▶ Task requirements
Give every line of the data again, unchanged, but with no pictures.

▶ Data for this exercise

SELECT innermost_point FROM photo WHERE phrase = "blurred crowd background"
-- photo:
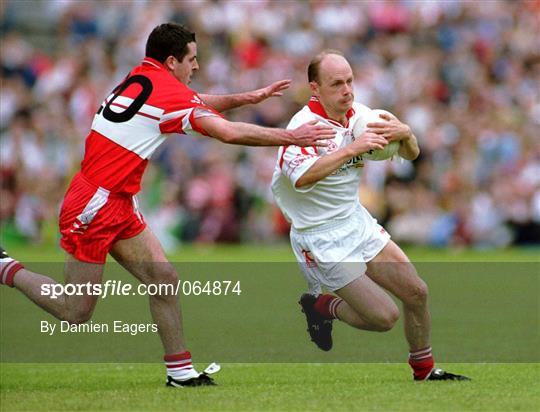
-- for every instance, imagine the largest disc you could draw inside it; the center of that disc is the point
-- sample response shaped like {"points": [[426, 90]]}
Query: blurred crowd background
{"points": [[463, 74]]}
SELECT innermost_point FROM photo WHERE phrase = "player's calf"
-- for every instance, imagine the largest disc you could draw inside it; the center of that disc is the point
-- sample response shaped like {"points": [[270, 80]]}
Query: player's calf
{"points": [[8, 268]]}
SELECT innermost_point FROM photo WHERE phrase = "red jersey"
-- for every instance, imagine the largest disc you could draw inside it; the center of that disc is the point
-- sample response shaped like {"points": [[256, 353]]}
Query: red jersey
{"points": [[133, 121]]}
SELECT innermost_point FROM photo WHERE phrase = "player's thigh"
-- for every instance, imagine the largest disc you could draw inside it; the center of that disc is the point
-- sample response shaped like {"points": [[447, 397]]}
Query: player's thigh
{"points": [[143, 256], [77, 272], [369, 300], [393, 270]]}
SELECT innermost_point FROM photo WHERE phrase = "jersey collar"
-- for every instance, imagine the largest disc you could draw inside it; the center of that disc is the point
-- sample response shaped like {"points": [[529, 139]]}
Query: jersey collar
{"points": [[316, 107], [148, 61]]}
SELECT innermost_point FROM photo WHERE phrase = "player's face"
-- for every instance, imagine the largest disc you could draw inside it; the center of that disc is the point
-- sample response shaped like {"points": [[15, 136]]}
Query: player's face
{"points": [[335, 86], [184, 70]]}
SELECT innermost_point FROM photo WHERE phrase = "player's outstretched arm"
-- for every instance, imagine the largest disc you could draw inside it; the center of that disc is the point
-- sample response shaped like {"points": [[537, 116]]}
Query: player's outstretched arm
{"points": [[231, 101], [394, 129], [327, 164], [309, 134]]}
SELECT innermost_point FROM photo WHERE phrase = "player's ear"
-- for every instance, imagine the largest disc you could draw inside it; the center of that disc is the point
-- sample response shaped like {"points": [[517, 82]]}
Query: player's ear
{"points": [[169, 63], [314, 86]]}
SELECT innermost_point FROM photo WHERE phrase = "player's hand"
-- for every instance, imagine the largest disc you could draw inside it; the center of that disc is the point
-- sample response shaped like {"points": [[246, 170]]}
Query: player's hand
{"points": [[392, 129], [368, 141], [313, 134], [273, 90]]}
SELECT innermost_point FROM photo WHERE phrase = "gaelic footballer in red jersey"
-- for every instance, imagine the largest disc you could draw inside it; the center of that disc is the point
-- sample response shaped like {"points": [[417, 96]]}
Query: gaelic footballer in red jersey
{"points": [[100, 215]]}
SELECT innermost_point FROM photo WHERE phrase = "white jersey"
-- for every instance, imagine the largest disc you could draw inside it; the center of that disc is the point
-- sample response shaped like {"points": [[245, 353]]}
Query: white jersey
{"points": [[335, 196]]}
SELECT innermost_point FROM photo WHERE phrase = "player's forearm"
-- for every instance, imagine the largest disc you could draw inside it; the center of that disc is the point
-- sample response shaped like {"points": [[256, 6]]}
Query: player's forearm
{"points": [[252, 135], [325, 166], [226, 102], [408, 149]]}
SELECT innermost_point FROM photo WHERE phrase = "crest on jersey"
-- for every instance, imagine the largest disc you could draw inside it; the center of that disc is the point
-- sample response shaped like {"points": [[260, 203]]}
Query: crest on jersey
{"points": [[196, 99]]}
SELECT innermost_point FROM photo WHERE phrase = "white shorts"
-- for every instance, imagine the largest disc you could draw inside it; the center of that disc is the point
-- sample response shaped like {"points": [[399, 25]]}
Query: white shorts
{"points": [[334, 254]]}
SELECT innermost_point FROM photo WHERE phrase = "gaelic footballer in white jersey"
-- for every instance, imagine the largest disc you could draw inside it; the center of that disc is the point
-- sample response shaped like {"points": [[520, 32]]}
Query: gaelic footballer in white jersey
{"points": [[329, 209]]}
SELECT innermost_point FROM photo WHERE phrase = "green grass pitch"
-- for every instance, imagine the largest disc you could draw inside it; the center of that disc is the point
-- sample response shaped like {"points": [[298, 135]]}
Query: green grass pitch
{"points": [[493, 316]]}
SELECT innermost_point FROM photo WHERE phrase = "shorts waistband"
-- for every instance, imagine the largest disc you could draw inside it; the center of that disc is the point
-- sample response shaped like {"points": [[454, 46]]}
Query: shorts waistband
{"points": [[325, 227], [110, 195]]}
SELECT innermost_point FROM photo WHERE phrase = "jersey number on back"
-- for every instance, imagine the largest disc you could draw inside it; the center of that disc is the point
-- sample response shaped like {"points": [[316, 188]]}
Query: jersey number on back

▶ Response box
SELECT innermost_point FROM photo WHERE phrase = "blurred crowd background"
-- photo:
-- for every instance, imagine the largest disc you could draw inside it; the center of that disc is the point
-- sample response shaped like {"points": [[426, 90]]}
Query: blurred crowd background
{"points": [[463, 74]]}
SELECT innermost_point FROM photo WHERE phrase = "player's calf"
-- for every instance, imagine the largest disc you could draw inside it; the center of that disc is the point
-- sample response shaped like {"points": [[270, 80]]}
Query: player's calf
{"points": [[8, 268]]}
SELECT innermost_point FROM photo WHERE phrase = "red jersey"
-- for every instance, imagine the largest disc you could draw inside it; the center of that disc is the point
-- sample response shaped like {"points": [[256, 353]]}
Query: red jersey
{"points": [[133, 121]]}
SELECT innermost_point FROM photo WHERE phrase = "player's thigh"
-- for every instance, imagine the largest disc you could draw inside it; the center of that disc is the point
-- sample response shaped like {"points": [[447, 397]]}
Query: player's thigh
{"points": [[143, 256], [77, 272], [369, 300], [393, 270]]}
SELECT innermost_point FROM photo WHERE phrase = "jersey collar"
-- for every instance, imagine the largest disc you could draw inside it; the center of that disc is the point
-- sample response shaped like {"points": [[529, 139]]}
Query: jersey collar
{"points": [[316, 107], [148, 61]]}
SELECT innermost_point FROM photo WHERE phrase = "player's face"
-- for every instance, imagine the largest disc you could draw inside it; the center of that disc is the point
-- sample response shaped like {"points": [[15, 136]]}
Query: player's face
{"points": [[335, 86], [184, 70]]}
SELECT innermost_point FROM photo WHERE phrase = "player's outstretched arm"
-- for every instance, imagine the largest disc you could draw inside it; the center of that disc is the point
-- sample response shaped like {"points": [[537, 116]]}
Query: player's outstretched arm
{"points": [[231, 101], [394, 129], [327, 164], [309, 134]]}
SELECT innermost_point FROM photo WHERE phrase = "player's ear"
-- for every instance, imagine the largest disc you could draw inside it; the center of that disc is the point
-- sample response shaped like {"points": [[517, 82]]}
Query: player's ear
{"points": [[169, 63], [314, 86]]}
SELECT innermost_point FROM photo WHERE phrase = "player's hand"
-- for every instance, imagine the largest disc you could draw inside it; the center of that disc is the point
-- sample response shaped like {"points": [[246, 170]]}
Query: player's hand
{"points": [[392, 129], [368, 141], [313, 134], [273, 90]]}
SELECT innermost_point FROM photo WHERE phrase = "gaelic footballer in red jersey"
-- for every instance, imagine the largest disc you could draw inside it; the center of that disc is the point
-- sample response shaped like {"points": [[417, 96]]}
Query: gaelic footballer in red jersey
{"points": [[100, 215]]}
SELECT innermost_point FROM photo WHERE phrase = "white jersey"
-- for every instance, imagine the largest disc you could draw inside it; the center of that disc is the point
-- sample response shaped like {"points": [[245, 353]]}
Query: white jersey
{"points": [[335, 196]]}
SELECT innermost_point FROM photo WHERE phrase = "player's forearm"
-- for every instance, imagine the largest disc you could draw inside it; the center of that disc is the point
-- sample response shaped like {"points": [[256, 6]]}
Query: player's forearm
{"points": [[252, 135], [325, 166], [226, 102], [408, 149]]}
SELECT innermost_point FROM photo WHERE phrase = "crest on jersey"
-- for every instance, imagine the largest disc you could draw inside it; the center of that disc is the point
-- sample response shaped like {"points": [[260, 203]]}
Query: crest on jersey
{"points": [[196, 99]]}
SELECT innermost_point FROM photo WHERE phrase = "white shorts"
-- for every instance, imagine the largest disc you could draw inside it; the center of that disc is the point
-- sample response shaped like {"points": [[399, 25]]}
Query: white shorts
{"points": [[334, 254]]}
SELECT innermost_point FROM photo WHERE phrase = "gaelic footballer in white jersey"
-- for every instance, imagine the largest disc you could draw inside it; the center of that disc is the point
-- sample response shaped like {"points": [[520, 32]]}
Query: gaelic footballer in white jersey
{"points": [[329, 209]]}
SELECT innermost_point FROM photo WHERE phrase = "green grass pitch"
-- for every instance, imagine the largest disc you could draw inside it; the center of that disc is the point
-- sample response shaped like {"points": [[298, 135]]}
Query: green grass pitch
{"points": [[493, 316]]}
SELECT innermost_point FROM photo WHERE phrase = "shorts waistband"
-- for every instance, imagine the largest disc you could draw inside it; the center of that disc is the point
-- sample response shaped like {"points": [[454, 46]]}
Query: shorts waistband
{"points": [[325, 227], [110, 195]]}
SELECT innermost_point FROM photo WHERE phrase = "jersey number on back"
-- for every instance, imagine the largest disc you could draw inside it; the center of that disc is the point
-- sample response shaped like {"points": [[316, 188]]}
Query: jersey number on back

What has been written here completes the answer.